---------- Article ----------

While I was occupied sketching the slabs of limestone, I heard wheels coming up behind me, and a boy in a waggon stopped and hailed me.
What the boy wanted to know was whether I would take a lift, and this he said in such curious French that I shuddered to think how far I had pierced into the heart of the hills, and how soon I might come to quite strange people. I was greatly tempted to get into his cart, but though I had broken so many of my vows one remained yet whole and sound, which was that I would ride upon no wheeled thing. Remembering this, therefore, and considering that the Faith is rich in interpretation, I clung on to the waggon in such a manner that it did all my work for me, and yet could not be said to be actually carrying me. Distinguo. The essence of a vow is its literal meaning. The spirit and intention are for the major morality, and concern Natural Religion, but when upon a point of ritual or of dedication or special worship a man talks to you of the Spirit and Intention, and complains of the dryness of the Word, look at him askance. He is not far removed from Heresy.

----------

Exercise set:
[1] In the waggon passage, which vow does the narrator say still remained whole and sound?
[2] Continue the waggon passage from its last sentence, in the same voice, for about one paragraph.
The lines that come after this play no part in the exercise.

---------- Recorded data ----------

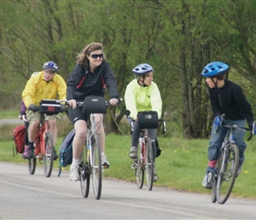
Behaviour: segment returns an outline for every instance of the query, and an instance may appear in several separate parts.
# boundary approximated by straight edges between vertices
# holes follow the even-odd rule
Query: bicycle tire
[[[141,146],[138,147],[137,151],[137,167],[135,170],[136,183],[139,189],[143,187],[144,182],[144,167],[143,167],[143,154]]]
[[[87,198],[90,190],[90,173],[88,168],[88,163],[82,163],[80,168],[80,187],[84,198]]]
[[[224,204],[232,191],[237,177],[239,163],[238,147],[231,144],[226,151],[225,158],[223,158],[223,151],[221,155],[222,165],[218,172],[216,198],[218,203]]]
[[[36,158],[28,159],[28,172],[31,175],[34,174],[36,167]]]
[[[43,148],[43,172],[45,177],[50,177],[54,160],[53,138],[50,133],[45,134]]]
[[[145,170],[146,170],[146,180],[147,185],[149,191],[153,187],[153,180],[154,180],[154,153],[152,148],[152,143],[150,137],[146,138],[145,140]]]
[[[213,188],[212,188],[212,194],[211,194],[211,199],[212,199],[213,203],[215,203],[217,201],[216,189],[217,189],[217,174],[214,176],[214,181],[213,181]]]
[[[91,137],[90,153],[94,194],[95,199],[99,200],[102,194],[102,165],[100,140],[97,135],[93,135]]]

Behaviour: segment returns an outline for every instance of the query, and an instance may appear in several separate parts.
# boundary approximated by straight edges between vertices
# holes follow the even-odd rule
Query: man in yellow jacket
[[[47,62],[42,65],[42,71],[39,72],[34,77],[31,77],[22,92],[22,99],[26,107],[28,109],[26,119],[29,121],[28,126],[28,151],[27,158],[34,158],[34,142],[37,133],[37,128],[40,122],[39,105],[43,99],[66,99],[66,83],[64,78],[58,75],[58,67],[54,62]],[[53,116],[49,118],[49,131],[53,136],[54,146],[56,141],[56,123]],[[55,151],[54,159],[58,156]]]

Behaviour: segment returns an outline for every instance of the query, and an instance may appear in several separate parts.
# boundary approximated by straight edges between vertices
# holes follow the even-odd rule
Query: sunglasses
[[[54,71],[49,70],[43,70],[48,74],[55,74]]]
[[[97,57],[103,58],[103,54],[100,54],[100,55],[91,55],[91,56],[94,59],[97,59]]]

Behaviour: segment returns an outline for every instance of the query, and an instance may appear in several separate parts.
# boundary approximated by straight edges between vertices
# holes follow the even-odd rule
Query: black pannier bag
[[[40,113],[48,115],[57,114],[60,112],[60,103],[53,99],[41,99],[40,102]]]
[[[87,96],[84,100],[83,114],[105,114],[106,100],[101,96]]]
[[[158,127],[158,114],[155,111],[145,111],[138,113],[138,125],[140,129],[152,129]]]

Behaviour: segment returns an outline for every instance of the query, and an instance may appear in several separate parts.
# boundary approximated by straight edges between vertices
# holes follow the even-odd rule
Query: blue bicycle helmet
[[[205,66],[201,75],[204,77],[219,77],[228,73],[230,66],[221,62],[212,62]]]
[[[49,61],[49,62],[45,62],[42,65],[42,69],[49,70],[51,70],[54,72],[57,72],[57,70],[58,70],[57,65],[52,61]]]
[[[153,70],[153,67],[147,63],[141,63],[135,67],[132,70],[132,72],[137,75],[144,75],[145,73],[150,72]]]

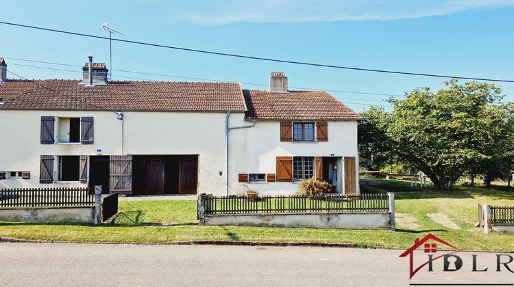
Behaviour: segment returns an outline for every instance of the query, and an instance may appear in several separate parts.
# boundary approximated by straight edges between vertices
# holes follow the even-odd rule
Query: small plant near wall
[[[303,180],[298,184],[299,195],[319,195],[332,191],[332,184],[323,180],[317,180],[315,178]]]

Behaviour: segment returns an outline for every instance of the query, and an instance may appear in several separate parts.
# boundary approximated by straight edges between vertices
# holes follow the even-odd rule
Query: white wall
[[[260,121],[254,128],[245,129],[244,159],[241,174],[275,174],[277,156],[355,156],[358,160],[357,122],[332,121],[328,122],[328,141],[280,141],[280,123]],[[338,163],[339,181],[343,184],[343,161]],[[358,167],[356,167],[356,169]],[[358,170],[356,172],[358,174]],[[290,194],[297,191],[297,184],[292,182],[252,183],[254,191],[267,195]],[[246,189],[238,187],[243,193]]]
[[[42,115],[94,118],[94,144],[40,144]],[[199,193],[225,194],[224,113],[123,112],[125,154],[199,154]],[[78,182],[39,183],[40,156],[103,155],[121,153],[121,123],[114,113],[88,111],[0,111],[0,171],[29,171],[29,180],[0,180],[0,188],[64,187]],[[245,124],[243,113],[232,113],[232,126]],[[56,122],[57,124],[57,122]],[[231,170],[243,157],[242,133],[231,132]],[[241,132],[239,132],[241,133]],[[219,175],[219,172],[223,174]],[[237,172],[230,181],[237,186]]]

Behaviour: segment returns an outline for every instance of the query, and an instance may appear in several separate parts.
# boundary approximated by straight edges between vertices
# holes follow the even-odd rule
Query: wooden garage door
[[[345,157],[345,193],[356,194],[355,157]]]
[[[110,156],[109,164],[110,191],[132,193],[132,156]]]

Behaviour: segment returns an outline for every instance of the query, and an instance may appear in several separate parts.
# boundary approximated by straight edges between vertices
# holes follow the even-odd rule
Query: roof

----------

Answers given:
[1] The vow that he would ride upon no wheeled thing.

[2]
I knew a man once that was given to drinking, and I made up this rule for him to distinguish between Bacchus and the Devil. To wit: that he should never drink what has been made and sold since the Reformation—I mean especially spirits and champagne. Let him (said I) drink red wine and white, good beer and mead—if he could get it—liqueurs made by monks, and, in a word, all those feeding, fortifying, and confirming beverages that our fathers drank in old time; but not whisky, nor brandy, nor sparkling wines, not absinthe, nor the kind of drink called gin. This he promised to do, and all went well. He became a merry companion, and began to write odes. His prose clarified and set, that had before been very mixed and cloudy. He slept well; he comprehended divine things; he was already half a republican, when one fatal day—it was the feast of the eleven thousand virgins, and they were too busy up in heaven to consider the needs of us poor hobbling, polyktonous and betempted wretches of men—I went with him to the Society for the Prevention of Annoyances to the Rich, where a certain usurer’s son was to read a paper on the cruelty of Spaniards to their mules. As we were all seated there round a table with a staring green cloth on it, and a damnable gas pendant above, the host of that evening offered him whisky and water, and, my back being turned, he took it. Then when I would have taken it from him he used these words—
“After all, it is the intention of a pledge that matters;” and I saw that all was over, for he had abandoned definition, and was plunged back into the horrible mazes of Conscience and Natural Religion.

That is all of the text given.